> [Problem requirements]:
Starting at the line that contains "point_to(query) locates a point on each instance of the framed" and ending at the final line of the entries below, write out each line exactly as it appears, but omit the pictures.
↓↓↓
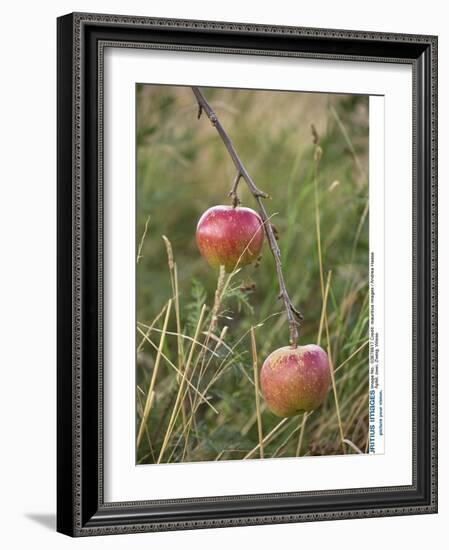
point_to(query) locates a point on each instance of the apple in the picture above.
(294, 380)
(230, 236)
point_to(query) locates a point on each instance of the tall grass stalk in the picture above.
(150, 394)
(256, 391)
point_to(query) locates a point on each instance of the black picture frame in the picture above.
(81, 509)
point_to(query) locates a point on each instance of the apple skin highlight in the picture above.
(226, 236)
(295, 380)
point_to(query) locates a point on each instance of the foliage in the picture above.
(183, 169)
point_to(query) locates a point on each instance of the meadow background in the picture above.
(195, 391)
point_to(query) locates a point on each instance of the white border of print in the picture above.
(123, 480)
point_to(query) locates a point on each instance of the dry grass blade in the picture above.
(353, 446)
(301, 434)
(179, 373)
(149, 399)
(267, 438)
(334, 387)
(181, 388)
(142, 240)
(150, 328)
(256, 392)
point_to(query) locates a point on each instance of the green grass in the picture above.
(209, 413)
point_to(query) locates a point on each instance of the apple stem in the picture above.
(233, 192)
(293, 315)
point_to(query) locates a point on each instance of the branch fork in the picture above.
(293, 315)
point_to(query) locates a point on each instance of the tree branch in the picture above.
(293, 315)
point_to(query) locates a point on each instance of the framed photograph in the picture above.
(247, 274)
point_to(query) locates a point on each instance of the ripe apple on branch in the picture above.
(294, 379)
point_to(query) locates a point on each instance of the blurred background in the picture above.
(183, 169)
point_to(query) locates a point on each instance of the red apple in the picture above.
(229, 236)
(294, 380)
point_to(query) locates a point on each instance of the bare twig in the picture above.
(293, 315)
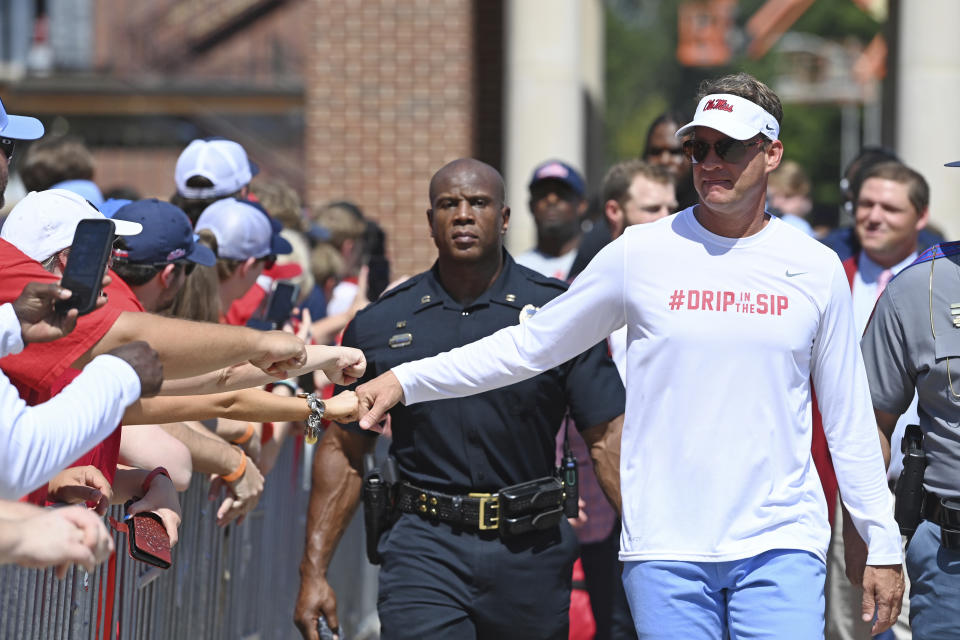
↑↑↑
> [Answer below]:
point_to(query) locates a point on each instance of the framed photograph in the picture above.
(247, 274)
point_to(query) locates a point on each instance of the ripe apple on branch in the picture above.
(294, 379)
point_to(query) locates a point on each instance of the blurred background in the picture above.
(183, 169)
point_to(query) locates a point on each instance of the red apple in the picture above.
(229, 236)
(294, 380)
point_to(query) locates a point on each instance of the bare twig in the picture above.
(293, 315)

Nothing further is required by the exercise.